-------- 文書の抜粋

僕はソウタ。小学5年生。10歳になって自分の将来を考えはじめたら、なんだか世の中にはボクにはわからないことがいっぱいあるみたいだ。妹のリコは僕が答えられない難しい事を聞いてくるんだ。

おにいちゃん!パパとママで家事を分担するのって難しいの??

リコのイラスト
ソウタのイラスト

それは・・・難しいのかな?実際、パパも家事をするけど、帰りだってパパの方が遅いし、ママの方がやることが多くなっちゃうのはしょうがない気がするけど?

でも、最近はテレワークとかいうのでパパも家にいる日が増えたよ、料理も作ってくれておいしいけど、洗い物や掃除はしないの。だからママが仕事から帰ってきてからやっていて大変そうなんだ。

リコのイラスト
ソウタのイラスト

得意なことはやるけど、それ以外の家事はやる気が出ないのかな。

洗い物も掃除も二人ともできることなんだし、パパもやる気が出て、上手に家事を分けられる方法はないのかな?

リコのイラスト
ソウタのイラスト

そうだよね。よし、詳しい人に聞いてみよう!

----------------

#### [課題 1]
家事分担の会話のうち「でも、最近はテレワーク」で始まる段落を、主な事実を残して短く書き直せ。
#### [課題 2]
家事分担の会話に出てくる具体的な家事の名前を、すべて挙げよ。
#### [課題 3]
家事分担の会話を引き継ぎ、最後の文のあとから続きを書いてください。

-------- エントリ一覧

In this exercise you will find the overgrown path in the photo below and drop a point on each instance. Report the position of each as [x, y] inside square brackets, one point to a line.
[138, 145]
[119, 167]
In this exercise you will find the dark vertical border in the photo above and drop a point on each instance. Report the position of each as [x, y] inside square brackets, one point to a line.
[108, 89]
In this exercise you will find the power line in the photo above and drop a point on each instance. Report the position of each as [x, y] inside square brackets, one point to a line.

----------------
-------- エントリ一覧

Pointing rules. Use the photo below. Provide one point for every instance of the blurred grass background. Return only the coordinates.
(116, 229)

----------------
-------- エントリ一覧

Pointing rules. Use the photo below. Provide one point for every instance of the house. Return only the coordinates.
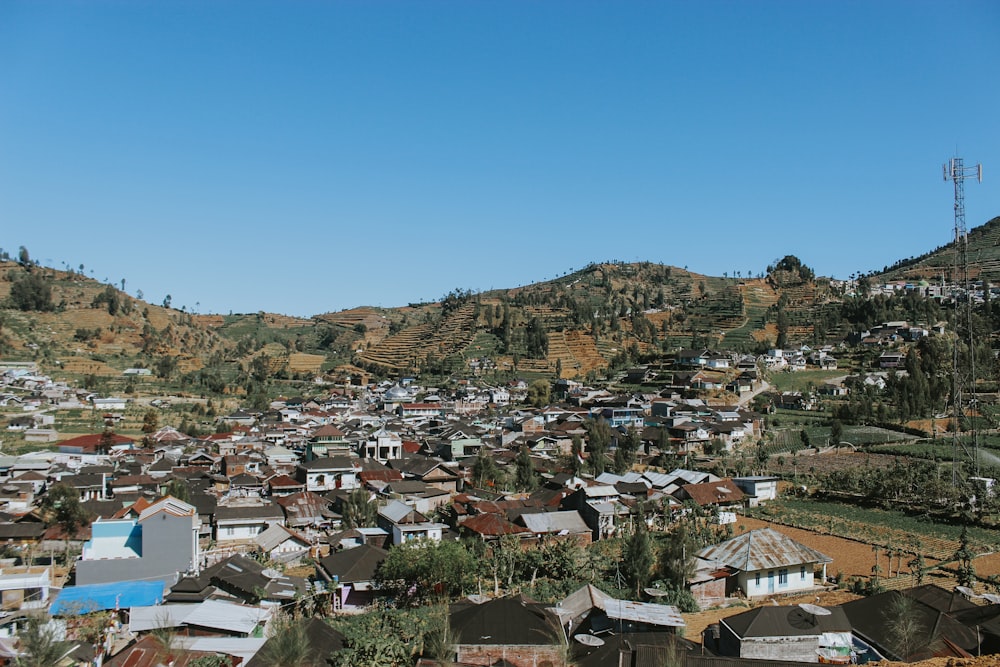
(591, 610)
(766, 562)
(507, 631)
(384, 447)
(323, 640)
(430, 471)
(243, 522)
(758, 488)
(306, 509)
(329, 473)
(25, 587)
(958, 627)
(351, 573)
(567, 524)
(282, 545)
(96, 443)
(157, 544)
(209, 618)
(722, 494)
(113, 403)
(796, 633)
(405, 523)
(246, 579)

----------------

#### [期待される出力 1]
テレワークでパパが家にいる日が増え、料理は作ってくれるが、洗い物や掃除はしない。そのため、ママが仕事から帰ってからそれらをやっていて大変そうだ。

#### [期待される出力 2]
料理、洗い物、掃除

#### [期待される出力 3]
学校から配られたタブレットで家事の分担について調べていると、「家事シェア」という言葉がいろいろなところにあった。これって家事の分担とは違うのかな?もしかしたらここにヒントがあるかもしれない!家事シェア研究家でNPO法人tadaima!の代表三木智有さんに聞いてみよう!

三木智有さんの写真

ソウタのイラスト

パパとママが上手に家事を分担するにはどうしたらいいのか調べているんですけど、パパが決まった家事以外やる気が出せてないように見えるのはなぜでしょうか?

そうだなあ。家事ってどんな家事でも家族みんなに関わることだから、責任は家族みんなにあるもののはずだよね。だけど、ママが家事をしている時にパパは、テレビを見たりスマホを見たり、休んでいるってことかな?これはなんでだと思う?

三木智有さんの写真
ソウタのイラスト

ママがいつもやっている家事は自分の責任だと思ってないからってことですか?

そういうことが考えられるよね。もう少しいうと、パパだけじゃなくママ自身が『家事はママがやらないといけないもの』と思い込んでいる場合もあるんだ。そうするとパパが家事全体に責任を持とうと考えるのは難しいよね。

三木智有さんの写真
ソウタのイラスト

なるほど。ということは、パパの「やる気スイッチ」を入れるにはパパだけじゃなくママも思い込みを変えていかないといけないということですね。

うん。パパもママも同じように家事全体に責任を持つようになれば、やる気にも繋がって上手に分け合うことができると思うよ。その一つのやり方として僕は『家事シェア』というのをおすすめしてるんだ。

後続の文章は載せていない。